Il convient alors de s’enquérir de l’état émotionnel de l’élève. De quelle façon ?

  • On peut observer la façon dont il entre en classe ou répond aux questions
  • On peut demander à chaque élève de placer sur un coin de table un smiley qui indique l’un des 3 états : négatif, neutre, positif.

Une fois la prise d’information effectuée, on peut tenter de modifier l’état émotionnel de l’élève par les moyens suivants, efficaces dans l’ensemble.

 

Le rituel

 

L’espèce humaine a dès son origine inventé et adopté différents rituels, avant même de se consacrer à des activités cognitives de dimension supérieure. Aujourd’hui encore nous nous livrons à de nombreux rituels qui ne sont même plus perçus comme tels. Le rituel, soit la reproduction de gestes et de mots selon un code intangible, offre une sécurité à l’individu et le libère du stress, mais permet également d’assurer au groupe une certaine harmonie. La neuropédagogie nous apprend que le rituel libère également des neurotransmetteurs du plaisir, en quantité nettement plus limitée que le sport ou l’activité intellectuelle bien entendu.

Quand pratiquer un rituel ? A chaque temps fort de la classe. On pense naturellement au début et à la fin du cours, mais aussi avant un devoir ou quand on fait venir un élève au tableau.

Peut-on changer de rituel ? Non. Quand on a choisi un rituel, il faut toujours employer le même pour chaque temps fort. Pour être plus clair, on peut employer un rituel A pour l’entrée en classe, et un rituel B pour la sortie.

Le rituel (qui fonctionne aussi bien dans les formations pour adultes) offre une transition formalisée entre un moment et un autre ; il permet de marquer la spécificité du temps de cours et s’adresse au cerveau reptilien. Il est donc tout à fait recommandé pour les apprenants en proie à un état émotionnel négatif. Quel genre de rituel adopter ? C’est à chaque enseignant de trouver son rituel, mais voici quelques idées :

  • demander aux élèves de serrer la main de leur partenaire ;
  • diffuser un court jingle (excellent avant de faire passer un élève au tableau);
  • commencer un cours en racontant quelque chose de positif ;
  • demander aux élèves de dire quelque chose de positif sur l’un de ses camarades ou de raconter un événement positif vécu récemment ;
  • faire un résumé oral de ce qui a été fait lors de la leçon précédente ;
  • En début de cours, raconter en 2-3 minutes une histoire extraordinaire et vraie en relation avec la matière enseignée ;
  • Inventer un slogan, un aphorisme. Dans ce cas, on peut en changer à la moitié de l’année.

-.-.-

=== Énoncé 1 ===
Répondez aux questions suivantes à partir du texte sur les rituels en classe.
(a) Quels sont les trois états qu'un élève peut indiquer avec un smiley ?
(b) D'après la neuropédagogie, que libère également le rituel ?
(c) À quel moment peut-on changer de slogan ou d'aphorisme ?

=== Données fournies ===

-.-.-

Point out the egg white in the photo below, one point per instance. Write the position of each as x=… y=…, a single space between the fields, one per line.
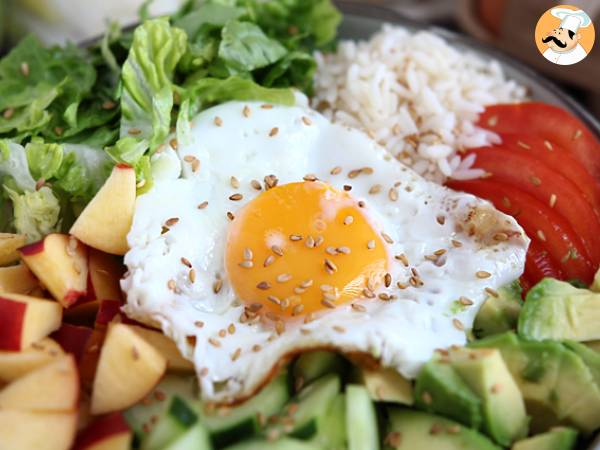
x=402 y=333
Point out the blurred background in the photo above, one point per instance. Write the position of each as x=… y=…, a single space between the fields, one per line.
x=505 y=24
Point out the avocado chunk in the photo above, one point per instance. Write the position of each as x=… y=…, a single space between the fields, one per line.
x=416 y=430
x=499 y=312
x=560 y=438
x=387 y=385
x=502 y=405
x=556 y=310
x=557 y=386
x=439 y=389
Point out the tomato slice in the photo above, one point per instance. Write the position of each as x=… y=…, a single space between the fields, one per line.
x=549 y=122
x=543 y=225
x=558 y=159
x=537 y=179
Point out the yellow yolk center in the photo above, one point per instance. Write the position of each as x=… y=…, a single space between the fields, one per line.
x=303 y=247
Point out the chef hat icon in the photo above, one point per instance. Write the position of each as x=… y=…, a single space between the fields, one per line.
x=571 y=19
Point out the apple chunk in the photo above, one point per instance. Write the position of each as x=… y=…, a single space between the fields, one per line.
x=128 y=368
x=31 y=430
x=9 y=244
x=24 y=320
x=53 y=387
x=17 y=280
x=14 y=365
x=110 y=432
x=106 y=220
x=60 y=263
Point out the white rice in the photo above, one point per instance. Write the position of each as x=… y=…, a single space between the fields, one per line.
x=416 y=95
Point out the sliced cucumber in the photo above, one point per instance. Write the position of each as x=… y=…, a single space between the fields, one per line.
x=141 y=416
x=312 y=365
x=361 y=419
x=303 y=416
x=196 y=438
x=281 y=444
x=174 y=422
x=233 y=424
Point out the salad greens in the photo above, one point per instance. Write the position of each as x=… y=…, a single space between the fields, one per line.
x=67 y=114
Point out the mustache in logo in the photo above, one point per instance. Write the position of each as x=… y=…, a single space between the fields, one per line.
x=555 y=40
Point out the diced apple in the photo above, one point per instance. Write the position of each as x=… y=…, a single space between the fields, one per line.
x=166 y=347
x=9 y=245
x=53 y=387
x=128 y=368
x=26 y=430
x=73 y=339
x=17 y=280
x=14 y=365
x=110 y=432
x=60 y=263
x=24 y=320
x=106 y=220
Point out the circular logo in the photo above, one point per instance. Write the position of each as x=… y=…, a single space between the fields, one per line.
x=564 y=35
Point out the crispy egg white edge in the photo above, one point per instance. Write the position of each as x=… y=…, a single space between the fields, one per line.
x=402 y=333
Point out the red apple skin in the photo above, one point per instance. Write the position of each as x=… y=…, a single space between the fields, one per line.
x=32 y=249
x=105 y=426
x=73 y=339
x=12 y=315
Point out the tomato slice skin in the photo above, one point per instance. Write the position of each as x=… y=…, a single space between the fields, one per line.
x=548 y=230
x=556 y=158
x=537 y=179
x=549 y=122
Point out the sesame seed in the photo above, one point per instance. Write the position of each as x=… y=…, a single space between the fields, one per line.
x=375 y=189
x=458 y=324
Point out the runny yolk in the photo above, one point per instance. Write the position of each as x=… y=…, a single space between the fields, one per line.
x=303 y=247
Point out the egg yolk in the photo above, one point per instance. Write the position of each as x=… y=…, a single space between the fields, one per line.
x=303 y=247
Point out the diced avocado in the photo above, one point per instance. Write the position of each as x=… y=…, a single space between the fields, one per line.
x=499 y=312
x=415 y=430
x=304 y=416
x=332 y=435
x=280 y=444
x=387 y=385
x=439 y=389
x=312 y=365
x=142 y=415
x=557 y=386
x=556 y=310
x=559 y=438
x=589 y=357
x=175 y=421
x=361 y=419
x=233 y=424
x=502 y=405
x=196 y=438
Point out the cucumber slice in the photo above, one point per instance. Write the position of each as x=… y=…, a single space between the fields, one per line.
x=305 y=413
x=176 y=420
x=361 y=419
x=281 y=444
x=196 y=438
x=143 y=415
x=312 y=365
x=234 y=424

-.-.-

=== Énoncé 2 ===
Filtrez les enregistrements en recopiant chaque ligne qui contient la chaîne "seed", en tenant compte de la casse.

=== Réponse attendue 1 ===
(a) Négatif, neutre, positif.
(b) Des neurotransmetteurs du plaisir.
(c) À la moitié de l'année.

=== Réponse attendue 2 ===
Point out the sesame seed in the photo above, one point per instance. Write the position of each as x=… y=…, a single space between the fields, one per line.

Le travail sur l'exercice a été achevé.